>> Begin Given text

White Lions. Yeah, that's right, they're _lion-strangling lumberjack Elves_. Strength SIX! Stubborn with a 3+ save Vs shooting. Our go-to Monster Killers.

Phoenix Guard. *Four. Plus. Ward.* These guys have 5+ armour and if that fails they still have that 4+ ward. Only Strength four but with that Ward, add in the Banner of the World Dragon (unit is utterly immune to magic) and you have an anvil that will survive anything.

Dragon Princes may just be the best heavy Cavalry in the game. 2+ armour AND 2+ ward against flaming attacks, Elven Steeds (faster than other horses, and twice as elven!) Two attacks at WS5/I6 Always Strike First, STR5 on the charge.


High Elf Rare units are all about Great Eagles.

To quote from one of my regular opponants 'Those Eagles aren't strong, but they're so annoying!'

Yes. Yes they are, that's how you know I'm using them right. Whether it's hunting war machines, blocking marchers, preventing charges or just getting the hell in the other guy's way, Eagles are there.

>> End Given text

_Actions to take:_
- a) Please answer these questions about the post on High Elf units:
(i) What Strength does the post give White Lions?
(ii) According to the post, what effect does the Banner of the World Dragon have on a unit?
(iii) What does the post say High Elf Rare units are all about?
- b) Convert the records into a Markdown table with the columns Row and Line, giving each line a row number and leaving out blank lines. Begin at the line in the records that contains "Annotation task: mark the white baseboard" and continue through the end of the records.

>> Begin Task material

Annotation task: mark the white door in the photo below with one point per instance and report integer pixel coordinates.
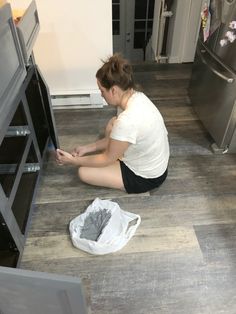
(132, 27)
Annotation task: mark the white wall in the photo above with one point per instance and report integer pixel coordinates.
(74, 36)
(183, 30)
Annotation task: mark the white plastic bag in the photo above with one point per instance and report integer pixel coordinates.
(118, 226)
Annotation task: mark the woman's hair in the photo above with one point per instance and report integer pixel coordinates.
(116, 71)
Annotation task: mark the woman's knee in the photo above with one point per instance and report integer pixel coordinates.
(82, 173)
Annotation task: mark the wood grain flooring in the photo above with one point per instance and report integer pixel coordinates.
(182, 258)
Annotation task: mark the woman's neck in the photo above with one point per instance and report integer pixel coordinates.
(125, 96)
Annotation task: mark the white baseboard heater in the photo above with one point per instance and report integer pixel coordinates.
(78, 100)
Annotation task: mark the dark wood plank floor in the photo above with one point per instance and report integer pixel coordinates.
(182, 258)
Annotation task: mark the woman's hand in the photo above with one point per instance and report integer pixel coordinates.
(63, 158)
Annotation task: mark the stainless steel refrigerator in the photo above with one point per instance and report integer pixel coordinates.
(212, 87)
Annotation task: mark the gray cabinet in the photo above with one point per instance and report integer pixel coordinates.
(26, 127)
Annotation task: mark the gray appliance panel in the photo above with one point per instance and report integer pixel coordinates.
(213, 96)
(28, 29)
(27, 292)
(12, 68)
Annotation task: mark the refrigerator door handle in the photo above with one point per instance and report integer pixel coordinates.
(201, 53)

>> End Task material

_Solutions per task:_
- a)
(i) Six
(ii) The unit is utterly immune to magic.
(iii) Great Eagles

- b)
| Row | Line |
|---|---|
| 1 | Annotation task: mark the white baseboard heater in the photo above with one point per instance and report integer pixel coordinates. |
| 2 | (78, 100) |
| 3 | Annotation task: mark the dark wood plank floor in the photo above with one point per instance and report integer pixel coordinates. |
| 4 | (182, 258) |
| 5 | Annotation task: mark the woman's hand in the photo above with one point per instance and report integer pixel coordinates. |
| 6 | (63, 158) |
| 7 | Annotation task: mark the stainless steel refrigerator in the photo above with one point per instance and report integer pixel coordinates. |
| 8 | (212, 87) |
| 9 | Annotation task: mark the gray cabinet in the photo above with one point per instance and report integer pixel coordinates. |
| 10 | (26, 127) |
| 11 | Annotation task: mark the gray appliance panel in the photo above with one point per instance and report integer pixel coordinates. |
| 12 | (213, 96) |
| 13 | (28, 29) |
| 14 | (27, 292) |
| 15 | (12, 68) |
| 16 | Annotation task: mark the refrigerator door handle in the photo above with one point per instance and report integer pixel coordinates. |
| 17 | (201, 53) |